─── DOCUMENT SEGMENT ───

Low blood pressure that either doesn't cause signs or symptoms or causes only mild symptoms rarely requires treatment.
If you have symptoms, treatment depends on the cause. For instance, when medication causes low blood pressure, treatment usually involves changing or stopping the medication or lowering the dose.
If it's not clear what's causing low blood pressure or no treatment exists, the goal is to raise your blood pressure and reduce signs and symptoms. Depending on your age, health and the type of low blood pressure you have, you can do this in several ways:
Use more salt. Experts usually recommend limiting salt in your diet because sodium can raise blood pressure, sometimes dramatically. For people with low blood pressure, that can be a good thing.
But because excess sodium can lead to heart failure, especially in older adults, it's important to check with your doctor before increasing the salt in your diet.
- Drink more water. Fluids increase blood volume and help prevent dehydration, both of which are important in treating hypotension.
Wear compression stockings. The elastic stockings commonly used to relieve the pain and swelling of varicose veins can help reduce the pooling of blood in your legs.
Some people tolerate elastic abdominal binders better than they do compression stockings.
Medications. Several medications can be used to treat low blood pressure that occurs when you stand up (orthostatic hypotension). For example, the drug fludrocortisone, which boosts your blood volume, is often used to treat this form of low blood pressure.
Doctors often use the drug midodrine (Orvaten) to raise standing blood pressure levels in people with chronic orthostatic hypotension. It works by restricting the ability of your blood vessels to expand, which raises blood pressure.
Lifestyle and home remedies
Depending on the reason for your low blood pressure, you might be able to reduce or prevent symptoms.

─── RECORDS ───

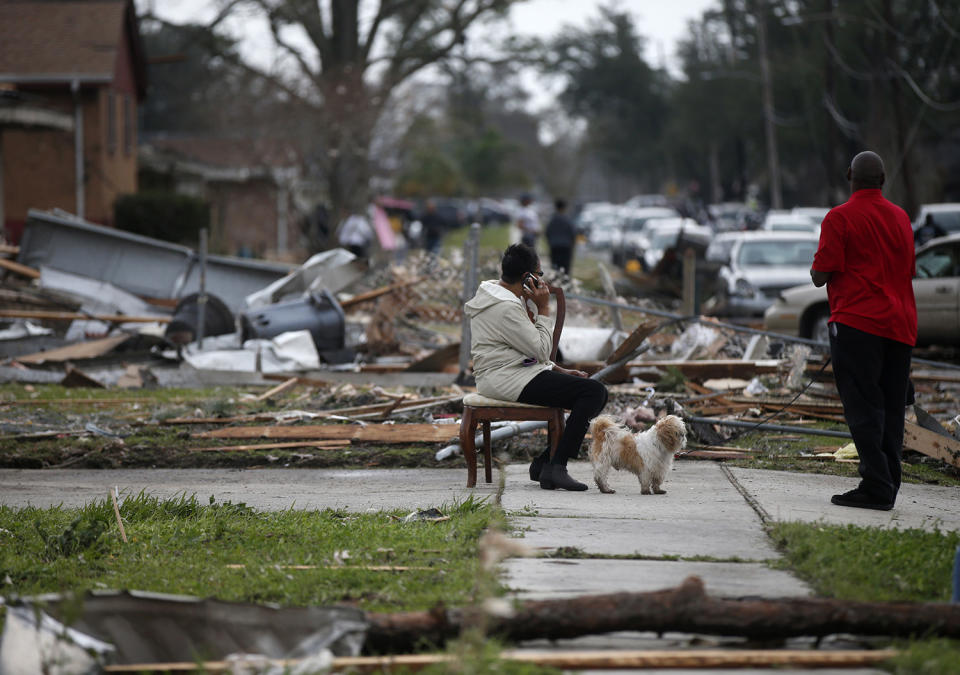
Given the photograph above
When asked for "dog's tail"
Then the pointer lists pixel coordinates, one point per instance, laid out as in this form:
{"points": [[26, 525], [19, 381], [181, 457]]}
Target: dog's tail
{"points": [[601, 424]]}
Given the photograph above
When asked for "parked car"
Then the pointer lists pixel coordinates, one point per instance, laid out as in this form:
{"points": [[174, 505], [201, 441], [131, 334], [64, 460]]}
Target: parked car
{"points": [[762, 264], [945, 219], [814, 213], [636, 225], [789, 222], [804, 310], [665, 235]]}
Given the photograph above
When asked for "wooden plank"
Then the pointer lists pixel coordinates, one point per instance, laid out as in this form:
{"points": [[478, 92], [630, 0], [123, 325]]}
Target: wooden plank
{"points": [[80, 350], [377, 292], [567, 660], [634, 340], [324, 445], [931, 443], [17, 268], [44, 315], [279, 389], [381, 433]]}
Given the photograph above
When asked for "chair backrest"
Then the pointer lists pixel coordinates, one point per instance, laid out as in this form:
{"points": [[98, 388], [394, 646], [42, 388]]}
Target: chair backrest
{"points": [[558, 322]]}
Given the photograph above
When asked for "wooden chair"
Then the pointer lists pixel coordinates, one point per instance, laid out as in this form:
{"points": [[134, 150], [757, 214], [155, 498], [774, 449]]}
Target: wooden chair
{"points": [[479, 409]]}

───

TASKS AND EXERCISES:
1. Do these statements agree with the low blood pressure text? For each, answer yes or no and quote the deciding words. (a) Low blood pressure with only mild symptoms rarely requires treatment. (b) Fludrocortisone works by restricting the ability of blood vessels to expand. (c) Some people tolerate elastic abdominal binders better than compression stockings.
2. Please shorten the paragraph of the low blood pressure text that begins "Medications. Several medications" and keep its main facts.
3. Carry on the low blood pressure text from its final sentence.

RESULTS BY TASK:
1.
(a) Yes: "Low blood pressure that either doesn't cause signs or symptoms or causes only mild symptoms rarely requires treatment."
(b) No: "the drug fludrocortisone, which boosts your blood volume"
(c) Yes: "Some people tolerate elastic abdominal binders better than they do compression stockings."

2. Several medications can treat orthostatic hypotension, the low blood pressure that occurs on standing. Fludrocortisone, which boosts blood volume, is often used for it.

3.
- Drink more water, less alcohol. Alcohol is dehydrating and can lower blood pressure, even if you drink in moderation. Water, on the other hand, fights dehydration and increases blood volume.
Pay attention to your body positions. Gently move from a prone or squatting to a standing position. Don't sit with your legs crossed.
If you begin to get symptoms while standing, cross your thighs in a scissors fashion and squeeze, or put one foot on a ledge or chair and lean as far forward as possible. These moves encourage blood flow from your legs to your heart.
Eat small, low-carb meals. To help prevent blood pressure from dropping sharply after meals, eat small portions several times a day and limit high-carbohydrate foods such as potatoes, rice, pasta and bread.
Your doctor also might recommend drinking one or two strong cups of caffeinated coffee or tea with breakfast. Don't drink caffeine throughout the day because you will become less sensitive to caffeine, and caffeine can cause dehydration.
- Exercise regularly. Aim for 30 to 60 minutes a day of exercise that raises your heart rate and resistance exercises two or three days a week. Avoid exercising in hot, humid conditions.